> _Istruzione scritta_
Secondo il testo estratto, a quanti motivi è riferito il ricorso per cassazione proposto da De Matteis Federica?

╭─ Testo estratto

Avverso la suddetta sentenza della Corte di appello di L’Aquila ha proposto ricorso per
cassazione la De Matteis Federica, riferito a tredici motivi, in ordine al quale si è costituita
in questa fase con controricorso l’intimata Masciarelli Maria Ludovica. Il difensore della
ricorrente ha anche depositato memoria illustrativa ex art. 378 c.p.c. .
MOTIVI DELLA DECISIONE
1. Con il primo motivo la ricorrente ha dedotto la falsa applicazione dell’art. 1351 c.c. (ai
sensi dell’art. 360 n. 3 c.p.c.) nonché l’erronea e contraddittoria applicazione del diritto
vivente di cui alla sentenza delle Sezioni unite n. 7930 del 2008. In particolare, con tale
doglianza, la difesa della De Matteis ha sostenuto che la sentenza impugnata non avrebbe
potuto applicare al negozio nullo le regole di un contratto valido e di diversa natura (quale
quello preliminare ad effetti anticipati, di cui alla citata sentenza delle Sezioni unite),
ricorrendo illogicamente all’argomento in base al quale, se non si può parlare di possesso
in caso di valido preliminare, a maggior ragione non si può ipotizzarlo nel caso in cui non
sia stato nemmeno concluso un contratto (come nella specie).

╰─
╭─ Dati forniti

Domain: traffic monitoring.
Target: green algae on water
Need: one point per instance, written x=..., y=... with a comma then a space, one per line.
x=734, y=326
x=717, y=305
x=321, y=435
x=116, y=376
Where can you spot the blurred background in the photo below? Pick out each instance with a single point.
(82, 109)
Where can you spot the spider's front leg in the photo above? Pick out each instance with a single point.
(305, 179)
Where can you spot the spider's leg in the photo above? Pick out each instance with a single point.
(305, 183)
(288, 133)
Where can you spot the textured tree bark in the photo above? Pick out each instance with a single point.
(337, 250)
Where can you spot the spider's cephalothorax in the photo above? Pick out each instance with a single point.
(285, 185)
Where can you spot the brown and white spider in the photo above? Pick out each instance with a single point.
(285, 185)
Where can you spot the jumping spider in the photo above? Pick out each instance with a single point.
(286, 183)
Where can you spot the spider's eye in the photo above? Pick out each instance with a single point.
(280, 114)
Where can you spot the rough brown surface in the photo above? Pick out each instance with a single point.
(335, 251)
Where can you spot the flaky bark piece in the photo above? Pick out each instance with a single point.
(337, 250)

╰─
╭─ Dati forniti

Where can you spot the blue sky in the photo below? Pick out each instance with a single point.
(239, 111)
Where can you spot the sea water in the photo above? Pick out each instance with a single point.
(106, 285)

╰─
╭─ Dati forniti

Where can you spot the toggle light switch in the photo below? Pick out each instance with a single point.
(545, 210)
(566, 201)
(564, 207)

╰─

> _Risposta al compito_
Tredici motivi.